Requirement:
In the entries below, convert everything from the line containing "Return the mask of every instance of the field" down to the line containing "365 195 L 256" into a Markdown table with the columns Row and Line, giving each line its row number and skipping blank lines. Leave the pictures out of the table.
BEGIN Extracted material
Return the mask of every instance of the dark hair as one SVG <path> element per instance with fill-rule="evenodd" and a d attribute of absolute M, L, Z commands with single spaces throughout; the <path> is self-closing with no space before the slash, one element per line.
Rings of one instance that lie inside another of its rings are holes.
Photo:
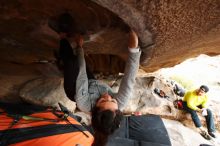
<path fill-rule="evenodd" d="M 200 89 L 204 90 L 205 92 L 208 92 L 208 91 L 209 91 L 209 88 L 208 88 L 208 86 L 206 86 L 206 85 L 200 86 Z"/>
<path fill-rule="evenodd" d="M 101 110 L 99 107 L 92 109 L 92 127 L 95 131 L 93 146 L 104 146 L 116 129 L 120 127 L 123 114 L 120 110 Z"/>

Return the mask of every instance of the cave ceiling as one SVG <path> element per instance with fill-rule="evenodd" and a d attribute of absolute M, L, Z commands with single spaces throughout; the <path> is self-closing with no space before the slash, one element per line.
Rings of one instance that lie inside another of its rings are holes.
<path fill-rule="evenodd" d="M 1 63 L 53 61 L 57 20 L 66 12 L 83 32 L 95 71 L 123 68 L 129 27 L 139 36 L 141 67 L 148 72 L 220 54 L 219 0 L 1 0 Z"/>

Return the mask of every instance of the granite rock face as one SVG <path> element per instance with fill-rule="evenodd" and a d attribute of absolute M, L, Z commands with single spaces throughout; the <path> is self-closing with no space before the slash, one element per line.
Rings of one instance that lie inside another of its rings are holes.
<path fill-rule="evenodd" d="M 55 60 L 57 18 L 64 12 L 84 34 L 94 71 L 123 71 L 128 27 L 143 49 L 146 71 L 173 66 L 201 53 L 220 53 L 219 0 L 38 0 L 0 2 L 1 63 Z M 118 65 L 115 65 L 118 64 Z"/>

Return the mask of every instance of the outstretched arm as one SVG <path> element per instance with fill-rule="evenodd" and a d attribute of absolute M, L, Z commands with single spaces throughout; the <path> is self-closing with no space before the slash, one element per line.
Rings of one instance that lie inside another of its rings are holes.
<path fill-rule="evenodd" d="M 127 101 L 131 98 L 135 77 L 139 68 L 139 60 L 141 51 L 138 48 L 138 36 L 134 31 L 129 34 L 128 42 L 129 56 L 125 67 L 125 75 L 122 78 L 116 100 L 118 101 L 119 109 L 123 110 Z"/>
<path fill-rule="evenodd" d="M 84 112 L 89 112 L 91 103 L 88 94 L 88 77 L 86 74 L 86 62 L 84 58 L 83 38 L 82 36 L 76 36 L 75 42 L 77 44 L 77 57 L 79 62 L 79 74 L 76 80 L 76 95 L 75 100 L 77 107 Z"/>

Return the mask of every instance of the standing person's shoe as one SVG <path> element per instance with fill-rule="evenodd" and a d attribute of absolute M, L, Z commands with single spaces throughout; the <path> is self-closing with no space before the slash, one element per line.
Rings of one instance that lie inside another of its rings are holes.
<path fill-rule="evenodd" d="M 211 137 L 216 138 L 216 135 L 214 134 L 214 132 L 208 132 L 208 133 Z"/>
<path fill-rule="evenodd" d="M 200 134 L 207 140 L 211 140 L 211 136 L 206 131 L 201 131 Z"/>

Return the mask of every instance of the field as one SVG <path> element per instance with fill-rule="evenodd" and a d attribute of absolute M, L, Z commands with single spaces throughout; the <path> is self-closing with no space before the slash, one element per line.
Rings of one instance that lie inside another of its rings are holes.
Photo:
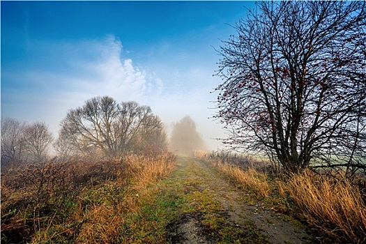
<path fill-rule="evenodd" d="M 365 195 L 256 158 L 132 155 L 1 177 L 4 243 L 362 243 Z"/>

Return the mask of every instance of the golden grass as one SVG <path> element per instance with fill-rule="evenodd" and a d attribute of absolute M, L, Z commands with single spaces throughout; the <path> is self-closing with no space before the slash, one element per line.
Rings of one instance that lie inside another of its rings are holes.
<path fill-rule="evenodd" d="M 268 184 L 268 177 L 266 173 L 259 172 L 254 169 L 243 171 L 229 163 L 219 164 L 218 167 L 245 189 L 262 197 L 268 196 L 270 188 Z"/>
<path fill-rule="evenodd" d="M 94 164 L 33 165 L 8 175 L 1 181 L 1 243 L 127 243 L 123 228 L 128 225 L 128 216 L 153 198 L 146 186 L 170 174 L 175 160 L 170 153 L 155 158 L 131 155 Z M 48 169 L 54 168 L 61 169 L 64 175 Z M 20 178 L 23 183 L 14 183 Z M 40 189 L 38 198 L 26 199 Z M 59 195 L 60 190 L 69 192 Z M 12 211 L 15 213 L 4 218 Z M 15 238 L 18 231 L 26 236 Z"/>
<path fill-rule="evenodd" d="M 347 180 L 305 171 L 294 175 L 287 190 L 311 224 L 356 243 L 366 241 L 366 205 L 358 188 Z"/>
<path fill-rule="evenodd" d="M 243 170 L 226 162 L 213 164 L 243 189 L 264 197 L 273 209 L 289 213 L 296 209 L 294 215 L 300 213 L 309 224 L 340 243 L 366 242 L 366 204 L 359 188 L 345 178 L 305 170 L 287 181 L 271 180 L 252 168 Z"/>

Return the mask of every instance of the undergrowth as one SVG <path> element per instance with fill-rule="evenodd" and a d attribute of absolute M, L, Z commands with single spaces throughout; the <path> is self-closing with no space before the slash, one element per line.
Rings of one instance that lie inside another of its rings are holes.
<path fill-rule="evenodd" d="M 310 170 L 284 177 L 268 171 L 268 167 L 243 167 L 231 162 L 230 157 L 211 157 L 210 161 L 257 200 L 275 211 L 306 220 L 333 242 L 366 242 L 365 196 L 363 199 L 358 185 L 345 177 L 330 177 Z M 250 165 L 255 165 L 255 162 Z"/>
<path fill-rule="evenodd" d="M 1 176 L 1 243 L 163 243 L 165 227 L 154 224 L 162 213 L 148 208 L 156 192 L 147 188 L 170 174 L 174 160 L 169 153 L 131 155 L 7 172 Z"/>

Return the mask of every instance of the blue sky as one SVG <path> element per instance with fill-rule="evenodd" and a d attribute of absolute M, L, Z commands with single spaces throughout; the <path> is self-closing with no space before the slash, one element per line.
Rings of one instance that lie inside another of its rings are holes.
<path fill-rule="evenodd" d="M 221 81 L 214 47 L 252 1 L 1 1 L 1 116 L 56 137 L 68 110 L 96 96 L 148 105 L 169 132 L 189 115 L 208 146 Z"/>

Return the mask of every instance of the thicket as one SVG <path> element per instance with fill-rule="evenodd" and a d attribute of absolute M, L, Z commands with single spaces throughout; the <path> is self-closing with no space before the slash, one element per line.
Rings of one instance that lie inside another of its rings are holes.
<path fill-rule="evenodd" d="M 169 174 L 175 158 L 132 155 L 8 171 L 1 175 L 1 243 L 123 243 L 139 190 Z"/>

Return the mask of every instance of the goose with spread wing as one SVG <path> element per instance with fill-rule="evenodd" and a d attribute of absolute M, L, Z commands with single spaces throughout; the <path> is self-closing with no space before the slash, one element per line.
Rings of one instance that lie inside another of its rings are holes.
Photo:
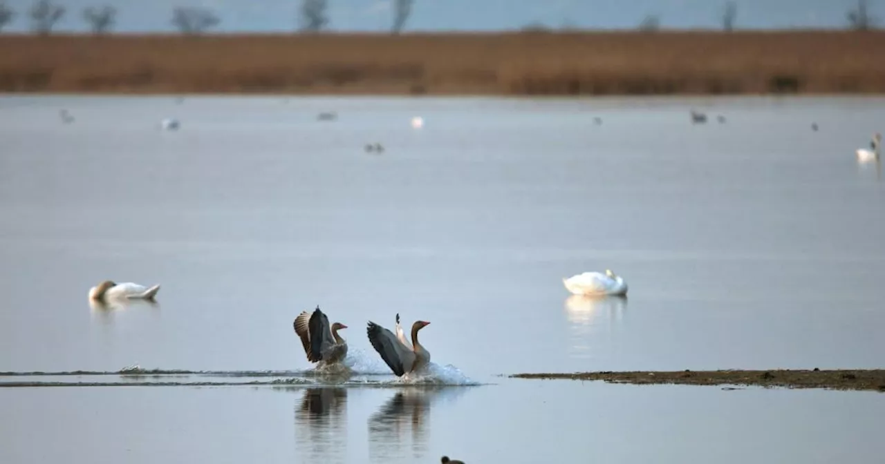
END Extracted material
Written response:
| Row | Line |
|---|---|
| 1 | Return the mask of every instance of the field as one SVG <path> element per instance with fill-rule="evenodd" and a d attribute of absolute M, L, Z commands with single spaces throughout; the <path> is self-closing with no space before the slash, one element per line. |
| 2 | Rings of one instance that lie inside another of its rings are holes. |
| 3 | Photo: |
| 4 | <path fill-rule="evenodd" d="M 365 195 L 256 158 L 132 155 L 1 177 L 4 243 L 362 243 Z"/> |